*WHAT YOU HAVE TO DO*. Recast the lines below as a numbered list, starting at the line containing "Query: white flower cluster" and ending at the line containing "<point>398,157</point>". Omit any blank lines.

============================================================

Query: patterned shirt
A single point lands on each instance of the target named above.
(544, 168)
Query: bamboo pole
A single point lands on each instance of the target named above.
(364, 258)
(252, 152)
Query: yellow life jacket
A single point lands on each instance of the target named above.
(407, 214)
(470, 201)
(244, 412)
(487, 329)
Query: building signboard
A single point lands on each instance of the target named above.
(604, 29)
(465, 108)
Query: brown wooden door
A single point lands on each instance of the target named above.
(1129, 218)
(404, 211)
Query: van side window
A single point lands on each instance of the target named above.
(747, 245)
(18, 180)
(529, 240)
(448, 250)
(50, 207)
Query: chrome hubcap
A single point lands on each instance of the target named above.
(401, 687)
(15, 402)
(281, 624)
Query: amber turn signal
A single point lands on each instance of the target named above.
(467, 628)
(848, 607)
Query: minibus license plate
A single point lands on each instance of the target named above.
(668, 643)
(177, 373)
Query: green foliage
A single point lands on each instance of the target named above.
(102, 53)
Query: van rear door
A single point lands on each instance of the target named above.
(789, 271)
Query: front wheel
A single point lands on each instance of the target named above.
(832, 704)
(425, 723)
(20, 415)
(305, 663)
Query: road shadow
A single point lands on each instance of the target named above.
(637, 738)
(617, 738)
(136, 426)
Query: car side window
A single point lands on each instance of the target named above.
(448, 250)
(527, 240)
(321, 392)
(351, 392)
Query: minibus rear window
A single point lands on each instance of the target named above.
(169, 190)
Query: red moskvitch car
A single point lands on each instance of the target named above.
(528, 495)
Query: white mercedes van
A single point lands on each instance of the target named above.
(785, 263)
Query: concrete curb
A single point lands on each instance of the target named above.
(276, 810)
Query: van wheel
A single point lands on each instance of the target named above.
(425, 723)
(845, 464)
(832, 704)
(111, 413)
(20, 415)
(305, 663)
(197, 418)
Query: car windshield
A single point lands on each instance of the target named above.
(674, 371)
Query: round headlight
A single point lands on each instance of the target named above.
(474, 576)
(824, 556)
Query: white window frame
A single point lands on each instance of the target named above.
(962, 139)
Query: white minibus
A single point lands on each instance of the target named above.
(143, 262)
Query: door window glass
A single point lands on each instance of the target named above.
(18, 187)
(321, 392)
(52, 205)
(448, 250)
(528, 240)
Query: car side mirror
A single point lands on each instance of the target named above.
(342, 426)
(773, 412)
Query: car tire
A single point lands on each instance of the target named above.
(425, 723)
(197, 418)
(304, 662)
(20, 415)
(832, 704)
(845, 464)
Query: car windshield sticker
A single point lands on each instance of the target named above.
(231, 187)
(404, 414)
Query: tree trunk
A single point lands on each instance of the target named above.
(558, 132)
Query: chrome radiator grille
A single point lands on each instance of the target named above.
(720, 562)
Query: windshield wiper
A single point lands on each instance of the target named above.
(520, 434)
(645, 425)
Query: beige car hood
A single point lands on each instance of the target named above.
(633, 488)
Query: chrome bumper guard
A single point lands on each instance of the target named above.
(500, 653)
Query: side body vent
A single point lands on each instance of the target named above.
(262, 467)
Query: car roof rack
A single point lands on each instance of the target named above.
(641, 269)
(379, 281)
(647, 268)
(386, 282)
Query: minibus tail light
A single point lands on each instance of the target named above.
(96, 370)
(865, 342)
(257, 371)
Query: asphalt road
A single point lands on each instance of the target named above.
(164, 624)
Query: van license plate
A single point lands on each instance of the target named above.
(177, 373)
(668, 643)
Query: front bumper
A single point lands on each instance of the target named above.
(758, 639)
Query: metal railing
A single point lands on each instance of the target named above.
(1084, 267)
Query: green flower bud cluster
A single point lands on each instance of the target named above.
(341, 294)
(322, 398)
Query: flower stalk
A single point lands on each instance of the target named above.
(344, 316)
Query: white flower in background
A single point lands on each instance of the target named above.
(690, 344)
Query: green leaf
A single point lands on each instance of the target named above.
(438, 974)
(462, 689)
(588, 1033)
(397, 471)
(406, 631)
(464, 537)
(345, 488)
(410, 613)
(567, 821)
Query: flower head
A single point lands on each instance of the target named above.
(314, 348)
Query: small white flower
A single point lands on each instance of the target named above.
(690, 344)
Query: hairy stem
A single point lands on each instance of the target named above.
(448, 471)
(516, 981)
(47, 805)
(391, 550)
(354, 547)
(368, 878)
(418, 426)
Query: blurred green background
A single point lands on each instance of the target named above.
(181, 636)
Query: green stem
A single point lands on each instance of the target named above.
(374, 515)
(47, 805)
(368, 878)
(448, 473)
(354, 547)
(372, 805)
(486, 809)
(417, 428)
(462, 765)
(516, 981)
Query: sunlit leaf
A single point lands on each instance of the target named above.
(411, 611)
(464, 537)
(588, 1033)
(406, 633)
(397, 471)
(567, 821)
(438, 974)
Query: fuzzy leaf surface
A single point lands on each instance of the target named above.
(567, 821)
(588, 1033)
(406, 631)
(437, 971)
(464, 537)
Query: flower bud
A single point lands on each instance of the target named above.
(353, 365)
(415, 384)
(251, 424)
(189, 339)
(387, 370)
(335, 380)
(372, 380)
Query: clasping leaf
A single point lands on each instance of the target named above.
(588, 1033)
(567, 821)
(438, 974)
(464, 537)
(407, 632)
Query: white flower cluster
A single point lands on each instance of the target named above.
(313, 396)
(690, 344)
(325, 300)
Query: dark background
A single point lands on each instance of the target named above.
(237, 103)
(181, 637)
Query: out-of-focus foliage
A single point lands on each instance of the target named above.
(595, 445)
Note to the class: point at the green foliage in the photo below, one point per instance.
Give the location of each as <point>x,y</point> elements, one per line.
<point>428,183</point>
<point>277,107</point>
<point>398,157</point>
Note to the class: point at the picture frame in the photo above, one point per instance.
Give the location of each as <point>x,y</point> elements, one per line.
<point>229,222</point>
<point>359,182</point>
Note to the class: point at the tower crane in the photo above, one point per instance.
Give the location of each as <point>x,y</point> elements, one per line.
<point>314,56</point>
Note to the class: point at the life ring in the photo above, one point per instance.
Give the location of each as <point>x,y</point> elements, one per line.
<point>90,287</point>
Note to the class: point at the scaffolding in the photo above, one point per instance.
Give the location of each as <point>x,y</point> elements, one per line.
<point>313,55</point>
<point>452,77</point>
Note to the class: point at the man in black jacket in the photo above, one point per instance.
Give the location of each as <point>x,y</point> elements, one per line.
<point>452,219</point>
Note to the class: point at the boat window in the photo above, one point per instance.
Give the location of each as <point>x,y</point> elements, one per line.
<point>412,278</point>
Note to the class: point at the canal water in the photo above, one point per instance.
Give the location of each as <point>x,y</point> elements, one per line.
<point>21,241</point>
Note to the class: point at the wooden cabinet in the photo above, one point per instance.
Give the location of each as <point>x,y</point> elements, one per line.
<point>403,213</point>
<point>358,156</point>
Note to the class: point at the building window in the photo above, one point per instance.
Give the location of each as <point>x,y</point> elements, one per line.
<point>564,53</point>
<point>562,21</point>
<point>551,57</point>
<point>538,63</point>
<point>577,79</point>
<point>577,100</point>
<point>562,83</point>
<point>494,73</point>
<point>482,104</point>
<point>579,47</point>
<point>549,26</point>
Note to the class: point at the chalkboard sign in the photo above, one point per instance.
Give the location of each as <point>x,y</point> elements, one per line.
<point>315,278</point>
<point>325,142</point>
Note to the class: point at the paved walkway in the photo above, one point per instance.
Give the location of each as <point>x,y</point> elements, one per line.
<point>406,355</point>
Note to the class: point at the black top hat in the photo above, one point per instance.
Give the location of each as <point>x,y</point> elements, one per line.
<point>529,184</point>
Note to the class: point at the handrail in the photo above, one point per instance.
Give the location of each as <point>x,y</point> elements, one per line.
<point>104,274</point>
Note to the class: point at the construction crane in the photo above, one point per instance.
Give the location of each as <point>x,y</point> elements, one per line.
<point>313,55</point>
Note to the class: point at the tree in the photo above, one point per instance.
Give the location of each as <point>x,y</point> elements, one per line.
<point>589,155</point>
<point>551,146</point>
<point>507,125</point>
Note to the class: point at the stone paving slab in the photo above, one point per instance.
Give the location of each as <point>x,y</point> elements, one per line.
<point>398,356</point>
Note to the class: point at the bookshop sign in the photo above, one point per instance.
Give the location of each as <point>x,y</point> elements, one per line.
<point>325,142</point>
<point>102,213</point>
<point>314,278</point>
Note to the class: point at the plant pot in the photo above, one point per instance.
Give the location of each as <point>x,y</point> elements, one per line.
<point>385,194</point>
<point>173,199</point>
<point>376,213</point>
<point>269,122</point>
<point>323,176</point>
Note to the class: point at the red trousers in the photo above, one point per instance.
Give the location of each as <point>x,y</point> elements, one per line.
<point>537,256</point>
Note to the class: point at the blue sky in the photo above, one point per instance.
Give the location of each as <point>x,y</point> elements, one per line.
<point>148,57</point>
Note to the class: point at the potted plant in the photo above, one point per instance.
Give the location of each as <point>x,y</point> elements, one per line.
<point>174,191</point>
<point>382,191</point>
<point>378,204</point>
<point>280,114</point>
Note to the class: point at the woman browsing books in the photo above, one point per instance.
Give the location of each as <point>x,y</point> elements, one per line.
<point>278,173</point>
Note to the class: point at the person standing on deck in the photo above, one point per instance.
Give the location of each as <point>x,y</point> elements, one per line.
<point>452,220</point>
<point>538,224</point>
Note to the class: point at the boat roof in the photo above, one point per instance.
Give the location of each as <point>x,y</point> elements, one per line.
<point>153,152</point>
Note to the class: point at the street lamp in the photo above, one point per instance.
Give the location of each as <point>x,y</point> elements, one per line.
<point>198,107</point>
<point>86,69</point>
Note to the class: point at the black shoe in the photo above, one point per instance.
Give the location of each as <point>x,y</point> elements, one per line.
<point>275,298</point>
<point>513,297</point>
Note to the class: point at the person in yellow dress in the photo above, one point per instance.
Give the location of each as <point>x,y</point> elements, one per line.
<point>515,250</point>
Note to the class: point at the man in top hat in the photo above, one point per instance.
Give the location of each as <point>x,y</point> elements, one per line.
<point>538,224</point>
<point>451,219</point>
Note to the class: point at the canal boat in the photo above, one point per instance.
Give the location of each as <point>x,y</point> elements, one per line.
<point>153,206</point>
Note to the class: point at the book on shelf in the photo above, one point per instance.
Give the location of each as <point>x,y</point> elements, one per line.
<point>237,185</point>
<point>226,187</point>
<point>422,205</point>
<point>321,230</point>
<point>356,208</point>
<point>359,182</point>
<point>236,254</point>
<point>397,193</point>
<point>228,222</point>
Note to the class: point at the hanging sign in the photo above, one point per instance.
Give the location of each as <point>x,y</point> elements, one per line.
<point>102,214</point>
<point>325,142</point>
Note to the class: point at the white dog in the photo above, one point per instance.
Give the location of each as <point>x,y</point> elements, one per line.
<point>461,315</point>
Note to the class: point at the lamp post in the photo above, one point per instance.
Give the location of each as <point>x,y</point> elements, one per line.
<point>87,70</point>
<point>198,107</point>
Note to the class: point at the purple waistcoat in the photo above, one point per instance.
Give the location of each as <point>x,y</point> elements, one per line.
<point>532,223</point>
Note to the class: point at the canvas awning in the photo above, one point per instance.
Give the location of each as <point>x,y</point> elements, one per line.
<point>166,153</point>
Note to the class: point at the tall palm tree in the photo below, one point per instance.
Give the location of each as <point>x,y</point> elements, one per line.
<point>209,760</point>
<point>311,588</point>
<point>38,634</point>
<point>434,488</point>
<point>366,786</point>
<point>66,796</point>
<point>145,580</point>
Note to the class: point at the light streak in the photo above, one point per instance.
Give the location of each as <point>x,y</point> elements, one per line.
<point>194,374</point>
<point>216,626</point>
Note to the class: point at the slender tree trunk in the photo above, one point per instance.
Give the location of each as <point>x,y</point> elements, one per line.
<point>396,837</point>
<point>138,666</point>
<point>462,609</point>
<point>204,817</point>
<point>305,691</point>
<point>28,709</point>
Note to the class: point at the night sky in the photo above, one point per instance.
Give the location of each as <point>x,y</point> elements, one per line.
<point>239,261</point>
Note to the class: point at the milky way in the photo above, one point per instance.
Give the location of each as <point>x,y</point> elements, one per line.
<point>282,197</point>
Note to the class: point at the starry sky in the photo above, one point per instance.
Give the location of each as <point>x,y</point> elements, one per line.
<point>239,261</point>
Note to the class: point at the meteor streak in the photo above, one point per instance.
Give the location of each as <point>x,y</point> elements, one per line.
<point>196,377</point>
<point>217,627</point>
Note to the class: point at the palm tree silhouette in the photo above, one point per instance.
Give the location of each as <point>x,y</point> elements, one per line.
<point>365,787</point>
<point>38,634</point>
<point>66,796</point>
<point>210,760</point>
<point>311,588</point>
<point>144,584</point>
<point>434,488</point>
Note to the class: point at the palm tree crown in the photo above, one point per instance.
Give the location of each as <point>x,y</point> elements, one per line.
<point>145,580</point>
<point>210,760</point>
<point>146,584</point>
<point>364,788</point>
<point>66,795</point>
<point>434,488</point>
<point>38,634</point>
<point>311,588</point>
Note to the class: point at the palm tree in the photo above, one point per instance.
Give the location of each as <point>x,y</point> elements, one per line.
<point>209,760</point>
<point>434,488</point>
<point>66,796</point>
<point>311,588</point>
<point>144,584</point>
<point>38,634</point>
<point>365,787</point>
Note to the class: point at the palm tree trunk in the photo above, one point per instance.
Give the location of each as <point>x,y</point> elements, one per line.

============================================================

*WRITTEN REPLY*.
1. Query: white flower cluster
2. A single point lands on each instance of the target named above.
3. (313, 396)
4. (690, 344)
5. (325, 300)
6. Query: dark background
7. A single point lands on each instance of the target named above.
8. (237, 103)
9. (181, 637)
10. Query: out-of-focus foliage
11. A single point lands on each instance of the target named above.
12. (595, 445)
13. Note to the class: point at the green foliage in the photo below, one point per instance.
14. Give the location of each as <point>x,y</point> elements, one per line.
15. <point>428,183</point>
16. <point>277,107</point>
17. <point>398,157</point>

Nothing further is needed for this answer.